**Exercise prompt**
Copy each line of the listing below where the word "shade" turns up.

**Data supplied**
=== Section Start ===

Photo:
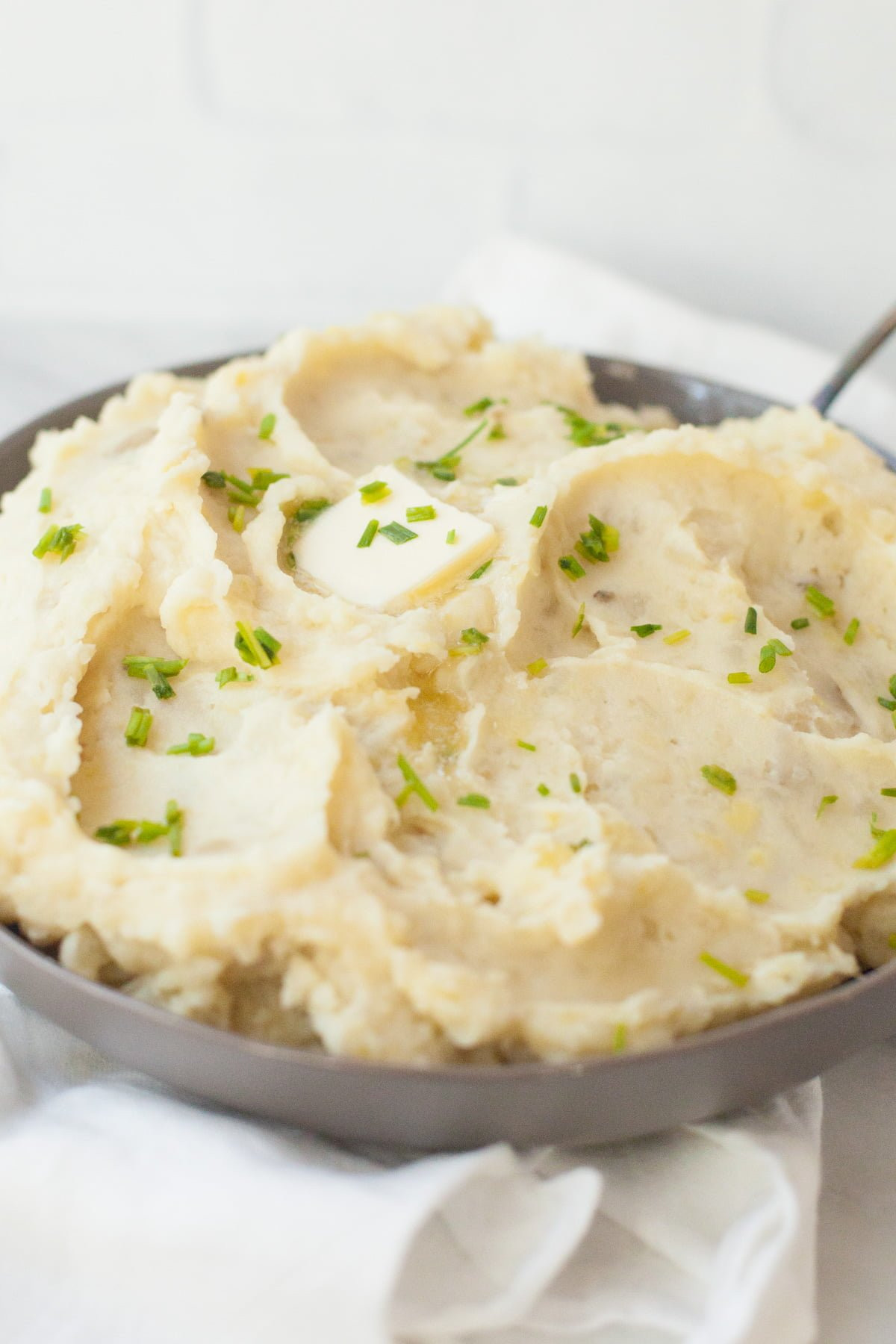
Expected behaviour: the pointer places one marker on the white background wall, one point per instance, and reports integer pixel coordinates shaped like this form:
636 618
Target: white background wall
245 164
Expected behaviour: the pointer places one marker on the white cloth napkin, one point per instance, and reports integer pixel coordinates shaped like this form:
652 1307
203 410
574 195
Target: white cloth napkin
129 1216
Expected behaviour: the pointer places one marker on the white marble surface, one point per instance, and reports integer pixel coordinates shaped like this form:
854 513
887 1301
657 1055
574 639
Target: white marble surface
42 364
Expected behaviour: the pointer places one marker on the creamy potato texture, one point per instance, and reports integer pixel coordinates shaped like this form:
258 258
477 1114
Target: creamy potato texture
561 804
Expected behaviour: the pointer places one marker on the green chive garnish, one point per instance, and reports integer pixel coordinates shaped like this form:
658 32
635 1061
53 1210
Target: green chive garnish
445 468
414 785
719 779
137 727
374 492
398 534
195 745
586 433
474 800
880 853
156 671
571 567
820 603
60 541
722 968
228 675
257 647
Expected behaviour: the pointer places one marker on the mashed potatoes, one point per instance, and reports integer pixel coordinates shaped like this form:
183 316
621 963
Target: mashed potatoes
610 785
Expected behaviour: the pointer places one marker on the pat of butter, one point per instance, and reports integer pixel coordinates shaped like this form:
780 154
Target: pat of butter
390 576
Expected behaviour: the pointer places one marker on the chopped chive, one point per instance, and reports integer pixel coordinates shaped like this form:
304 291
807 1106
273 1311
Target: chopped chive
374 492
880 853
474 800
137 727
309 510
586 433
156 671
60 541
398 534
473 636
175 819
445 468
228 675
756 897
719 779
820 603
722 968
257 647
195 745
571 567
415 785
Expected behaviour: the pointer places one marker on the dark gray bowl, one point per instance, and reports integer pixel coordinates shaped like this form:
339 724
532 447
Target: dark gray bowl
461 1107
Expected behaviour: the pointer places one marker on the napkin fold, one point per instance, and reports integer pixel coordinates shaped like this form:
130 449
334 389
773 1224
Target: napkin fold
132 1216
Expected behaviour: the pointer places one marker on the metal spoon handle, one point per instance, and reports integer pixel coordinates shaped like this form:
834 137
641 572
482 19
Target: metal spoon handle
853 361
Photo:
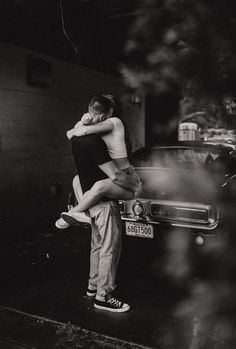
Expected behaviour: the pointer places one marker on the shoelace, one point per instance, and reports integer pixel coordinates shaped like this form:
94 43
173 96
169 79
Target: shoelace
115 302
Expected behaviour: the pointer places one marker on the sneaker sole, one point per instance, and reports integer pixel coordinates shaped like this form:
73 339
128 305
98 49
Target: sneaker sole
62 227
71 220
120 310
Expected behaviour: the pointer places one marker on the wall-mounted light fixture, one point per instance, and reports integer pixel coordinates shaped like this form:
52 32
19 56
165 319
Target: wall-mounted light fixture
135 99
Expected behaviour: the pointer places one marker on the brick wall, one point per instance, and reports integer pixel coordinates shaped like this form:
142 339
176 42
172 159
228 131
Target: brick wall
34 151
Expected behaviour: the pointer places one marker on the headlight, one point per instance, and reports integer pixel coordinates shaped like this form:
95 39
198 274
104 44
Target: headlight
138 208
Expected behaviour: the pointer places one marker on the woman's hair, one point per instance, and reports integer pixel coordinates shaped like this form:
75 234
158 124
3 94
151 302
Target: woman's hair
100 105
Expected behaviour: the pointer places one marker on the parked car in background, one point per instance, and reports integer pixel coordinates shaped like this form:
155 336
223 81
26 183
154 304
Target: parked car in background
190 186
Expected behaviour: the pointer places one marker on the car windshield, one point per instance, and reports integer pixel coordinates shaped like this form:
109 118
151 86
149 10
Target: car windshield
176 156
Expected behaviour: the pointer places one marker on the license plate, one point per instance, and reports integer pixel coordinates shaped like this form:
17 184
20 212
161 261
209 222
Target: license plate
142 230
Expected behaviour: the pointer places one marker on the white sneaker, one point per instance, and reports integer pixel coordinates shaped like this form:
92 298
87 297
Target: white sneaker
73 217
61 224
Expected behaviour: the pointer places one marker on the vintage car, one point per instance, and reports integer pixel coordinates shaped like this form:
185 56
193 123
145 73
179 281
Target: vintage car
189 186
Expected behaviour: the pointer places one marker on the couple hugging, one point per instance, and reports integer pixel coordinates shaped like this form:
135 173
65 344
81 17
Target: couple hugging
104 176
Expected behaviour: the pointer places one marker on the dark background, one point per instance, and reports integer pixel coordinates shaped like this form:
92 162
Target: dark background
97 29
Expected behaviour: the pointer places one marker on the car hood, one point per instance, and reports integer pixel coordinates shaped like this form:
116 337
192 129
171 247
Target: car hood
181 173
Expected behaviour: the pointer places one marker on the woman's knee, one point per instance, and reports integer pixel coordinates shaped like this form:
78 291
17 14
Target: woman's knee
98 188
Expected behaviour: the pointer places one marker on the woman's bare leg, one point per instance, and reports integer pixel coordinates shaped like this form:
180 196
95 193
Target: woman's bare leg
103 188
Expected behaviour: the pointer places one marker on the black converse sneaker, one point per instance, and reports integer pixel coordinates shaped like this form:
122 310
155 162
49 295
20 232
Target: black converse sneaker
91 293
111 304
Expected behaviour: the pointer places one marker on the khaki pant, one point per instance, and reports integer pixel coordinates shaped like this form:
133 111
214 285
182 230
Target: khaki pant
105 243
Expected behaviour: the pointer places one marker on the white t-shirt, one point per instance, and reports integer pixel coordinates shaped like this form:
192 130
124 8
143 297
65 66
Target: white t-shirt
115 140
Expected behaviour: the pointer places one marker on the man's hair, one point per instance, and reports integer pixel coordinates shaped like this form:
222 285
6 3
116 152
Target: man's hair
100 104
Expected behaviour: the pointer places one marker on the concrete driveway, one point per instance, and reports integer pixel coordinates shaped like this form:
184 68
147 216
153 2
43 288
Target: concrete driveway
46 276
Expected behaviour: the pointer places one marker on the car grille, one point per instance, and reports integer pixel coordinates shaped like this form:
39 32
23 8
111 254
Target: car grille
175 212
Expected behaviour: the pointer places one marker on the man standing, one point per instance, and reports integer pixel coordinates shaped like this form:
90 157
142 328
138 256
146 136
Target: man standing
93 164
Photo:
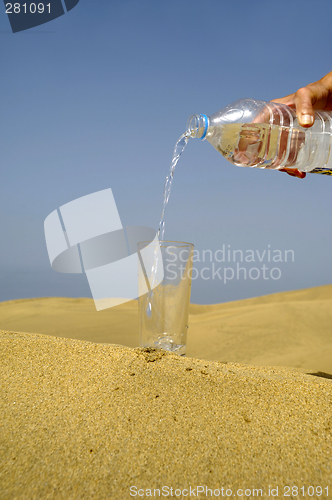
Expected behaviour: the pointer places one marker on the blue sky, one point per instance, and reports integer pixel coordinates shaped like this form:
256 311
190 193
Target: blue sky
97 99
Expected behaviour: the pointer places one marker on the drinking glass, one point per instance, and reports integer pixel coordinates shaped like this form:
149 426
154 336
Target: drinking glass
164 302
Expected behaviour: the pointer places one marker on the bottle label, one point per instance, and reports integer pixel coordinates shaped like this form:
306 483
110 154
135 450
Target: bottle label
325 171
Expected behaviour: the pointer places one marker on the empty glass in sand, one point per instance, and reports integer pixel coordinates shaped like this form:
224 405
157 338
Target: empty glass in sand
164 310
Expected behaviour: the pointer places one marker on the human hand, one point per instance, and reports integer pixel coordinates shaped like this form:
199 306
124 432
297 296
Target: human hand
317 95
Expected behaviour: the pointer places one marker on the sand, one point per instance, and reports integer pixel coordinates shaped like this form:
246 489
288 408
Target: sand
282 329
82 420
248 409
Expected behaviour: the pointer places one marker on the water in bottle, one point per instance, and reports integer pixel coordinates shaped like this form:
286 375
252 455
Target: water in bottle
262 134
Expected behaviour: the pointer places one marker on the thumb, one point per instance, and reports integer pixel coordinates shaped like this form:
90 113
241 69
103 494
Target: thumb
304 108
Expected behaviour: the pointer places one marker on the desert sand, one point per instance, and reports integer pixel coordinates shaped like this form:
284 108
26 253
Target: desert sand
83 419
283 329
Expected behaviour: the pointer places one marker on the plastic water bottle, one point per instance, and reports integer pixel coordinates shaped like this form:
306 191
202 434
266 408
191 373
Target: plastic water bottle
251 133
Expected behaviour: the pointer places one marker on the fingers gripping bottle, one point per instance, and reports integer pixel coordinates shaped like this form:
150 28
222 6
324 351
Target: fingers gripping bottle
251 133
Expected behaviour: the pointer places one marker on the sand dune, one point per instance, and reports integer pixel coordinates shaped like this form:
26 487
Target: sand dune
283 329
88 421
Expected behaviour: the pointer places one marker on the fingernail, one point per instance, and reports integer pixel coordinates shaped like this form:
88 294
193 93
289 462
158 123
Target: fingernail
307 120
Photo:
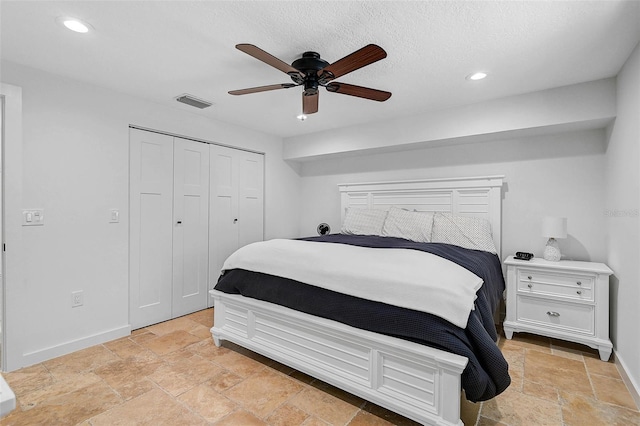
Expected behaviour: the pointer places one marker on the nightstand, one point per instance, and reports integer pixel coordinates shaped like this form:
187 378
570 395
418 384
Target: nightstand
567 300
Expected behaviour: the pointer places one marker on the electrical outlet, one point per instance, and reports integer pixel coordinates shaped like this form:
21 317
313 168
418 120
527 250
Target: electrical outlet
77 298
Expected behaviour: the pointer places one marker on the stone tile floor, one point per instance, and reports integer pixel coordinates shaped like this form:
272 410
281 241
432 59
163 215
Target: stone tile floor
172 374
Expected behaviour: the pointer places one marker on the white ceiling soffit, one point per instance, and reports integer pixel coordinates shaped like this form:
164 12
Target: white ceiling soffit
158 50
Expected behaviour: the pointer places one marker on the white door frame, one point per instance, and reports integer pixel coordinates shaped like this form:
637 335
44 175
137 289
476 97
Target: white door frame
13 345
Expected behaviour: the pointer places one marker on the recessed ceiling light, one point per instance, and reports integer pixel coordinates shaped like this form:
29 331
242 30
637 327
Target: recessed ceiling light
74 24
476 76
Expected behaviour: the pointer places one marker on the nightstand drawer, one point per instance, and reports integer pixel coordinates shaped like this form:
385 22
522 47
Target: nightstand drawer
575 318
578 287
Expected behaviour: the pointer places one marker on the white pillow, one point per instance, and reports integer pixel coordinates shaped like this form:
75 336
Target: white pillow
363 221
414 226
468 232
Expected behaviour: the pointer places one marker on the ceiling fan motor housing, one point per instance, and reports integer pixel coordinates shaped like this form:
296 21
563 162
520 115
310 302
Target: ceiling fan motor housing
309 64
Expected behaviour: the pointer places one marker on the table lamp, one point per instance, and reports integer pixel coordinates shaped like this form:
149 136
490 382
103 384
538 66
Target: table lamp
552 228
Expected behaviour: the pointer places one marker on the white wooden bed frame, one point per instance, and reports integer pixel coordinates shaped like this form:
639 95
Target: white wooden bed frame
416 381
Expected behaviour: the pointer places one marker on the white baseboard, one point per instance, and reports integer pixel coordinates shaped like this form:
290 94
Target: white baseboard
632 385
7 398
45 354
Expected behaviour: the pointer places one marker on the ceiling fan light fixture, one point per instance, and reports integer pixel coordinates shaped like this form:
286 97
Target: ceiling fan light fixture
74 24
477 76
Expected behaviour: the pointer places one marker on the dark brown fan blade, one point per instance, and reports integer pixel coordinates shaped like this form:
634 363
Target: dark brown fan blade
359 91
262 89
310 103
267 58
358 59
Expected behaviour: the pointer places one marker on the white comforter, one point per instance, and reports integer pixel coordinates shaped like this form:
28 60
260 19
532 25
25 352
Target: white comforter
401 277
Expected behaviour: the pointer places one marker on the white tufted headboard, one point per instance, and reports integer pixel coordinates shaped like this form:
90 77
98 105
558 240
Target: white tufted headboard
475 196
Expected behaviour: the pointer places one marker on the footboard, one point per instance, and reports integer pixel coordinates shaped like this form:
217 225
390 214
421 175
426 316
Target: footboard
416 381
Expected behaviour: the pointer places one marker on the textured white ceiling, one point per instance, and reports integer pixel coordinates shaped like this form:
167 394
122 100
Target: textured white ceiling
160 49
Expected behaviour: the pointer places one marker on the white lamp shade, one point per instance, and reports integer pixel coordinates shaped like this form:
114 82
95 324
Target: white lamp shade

=== Section End ===

**Written reply**
Expected behaviour: the pointer places one marker on the white lamp shade, one point per instance, and reports integer pixel coordinates shaped like this form:
Target: white lamp shade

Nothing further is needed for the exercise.